Document →
┌────────

I was never really one for making paper-clip sculptures when I worked in an office, but I thought it might be worth trying to make something with paper clips for today's elephant.
Apart from being useful toys in an office environment, paper clips are primarily used to hold sheets of paper together—hence the name. The first known patent for a bent wire paper clip was granted to Samuel B. Fay by the U.S. Patent Office in April 1867. Fay's design was made for attaching paper tickets to fabric, although the patent noted that the clip could also be used to hold papers together. A later design, patented in 1877, specifically stated that it was meant to fasten newspapers. None of the 50 or so designs patented before 1899, however, look like today's paper clips.
Although not patented, the paper clip made by The Gem Manufacturing Company in Britain has been clipping papers together since the 1870s. Advertising itself as superior to ordinary straight pins for binding papers, the Gem paper clip was widely adopted almost right away. In 1894, the Cushman & Denison company of New York City registered "Gem" as a paper clip trademark. Paper clips are still sometimes called "Gem clips" today, and in Swedish, the word for any type of paper clip is literally "gem".
Early ad for Gem paper clips manufactured in the U.S. Source: http://www.officemuseum.com/paper_clips.htm |
In 1899, a patent was granted to William Middlebrook of Connecticut for a machine designed to produce wire paper clips. Since then, a wide range of paper clips have been patented. Although they feature slight variations such as pointed rather than rounded ends, bent centres, or corrugated wire, most still look more or less like the early Gem clip.
Hard to believe, but there is also a paper-clip controversy. Since the middle of the twentieth century, a Norwegian named Johan Vaaler has also been credited with inventing the paper clip. While his design was similar to the Gem, it lacked the final turning and wasn't as effective. Vaaler apparently produced his version without any idea that a better model was already on the market.
Despite the fact that it has been proven that Vaaler was not the first to invent the modern paper clip—and the fact that his design was not even as good as the Gem—many years after Vaaler's death, Norwegians claimed him as the father of the paper clip. Since the 1950s, Norwegian dictionaries and encyclopaedias have even listed Vaaler as the inventor, and the myth has since been accepted as fact in many countries.
Vaaler's paper clip design, patented in 1899 and 1901. Note the lack of an inner loop. Source: http://en.wikipedia.org/wiki/File:Vaaler_clip.svg |
People who have studied the history of the lowly paper clip suggest that Vaaler's patents, although valid, were granted by patent offices who paid little attention to minor differences between similar products. The fact remains that the original Gem design predated Vaaler's by a few decades.

└────────

Set problem →
Decide whether each statement agrees with the paper clip text above, answering yes or no and quoting the deciding words: (a) Fay's 1867 design was meant for attaching paper tickets to fabric; (b) The Gem Manufacturing Company patented its paper clip; (c) Vaaler's design had the final turning found in the Gem.

Records shown →

┌────────

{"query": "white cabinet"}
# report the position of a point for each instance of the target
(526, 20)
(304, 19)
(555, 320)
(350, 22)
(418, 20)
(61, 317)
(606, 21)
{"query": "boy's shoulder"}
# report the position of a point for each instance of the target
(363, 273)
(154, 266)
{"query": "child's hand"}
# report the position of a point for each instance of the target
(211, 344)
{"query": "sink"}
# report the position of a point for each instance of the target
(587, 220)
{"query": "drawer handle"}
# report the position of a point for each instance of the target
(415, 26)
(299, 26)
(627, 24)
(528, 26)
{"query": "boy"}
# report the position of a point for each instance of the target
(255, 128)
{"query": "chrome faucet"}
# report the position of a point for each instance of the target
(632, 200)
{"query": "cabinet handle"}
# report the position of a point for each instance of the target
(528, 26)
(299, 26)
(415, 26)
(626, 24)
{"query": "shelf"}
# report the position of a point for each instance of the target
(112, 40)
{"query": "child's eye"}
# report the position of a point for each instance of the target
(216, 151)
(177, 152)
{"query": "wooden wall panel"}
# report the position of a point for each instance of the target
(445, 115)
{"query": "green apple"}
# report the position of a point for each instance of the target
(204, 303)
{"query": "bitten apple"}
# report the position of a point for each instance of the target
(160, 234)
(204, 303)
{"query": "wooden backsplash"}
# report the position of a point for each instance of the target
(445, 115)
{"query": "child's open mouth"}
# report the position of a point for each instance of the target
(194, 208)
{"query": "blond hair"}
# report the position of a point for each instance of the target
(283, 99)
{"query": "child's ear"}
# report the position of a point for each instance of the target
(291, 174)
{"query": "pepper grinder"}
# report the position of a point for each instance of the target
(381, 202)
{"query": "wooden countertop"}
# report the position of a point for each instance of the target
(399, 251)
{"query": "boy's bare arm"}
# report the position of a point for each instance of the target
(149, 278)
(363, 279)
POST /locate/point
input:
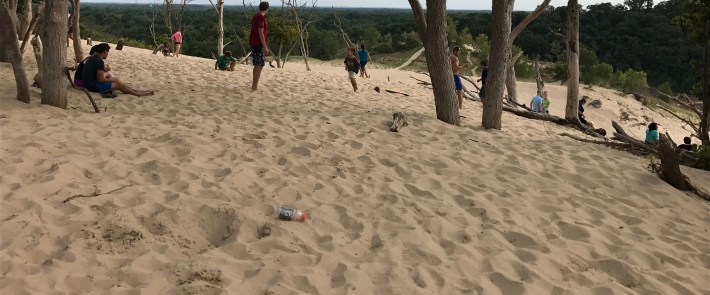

└────────

Task result →
(a) Yes: "Fay's design was made for attaching paper tickets to fabric"
(b) No: "Although not patented, the paper clip made by The Gem Manufacturing Company in Britain has been clipping papers together since the 1870s."
(c) No: "it lacked the final turning and wasn't as effective."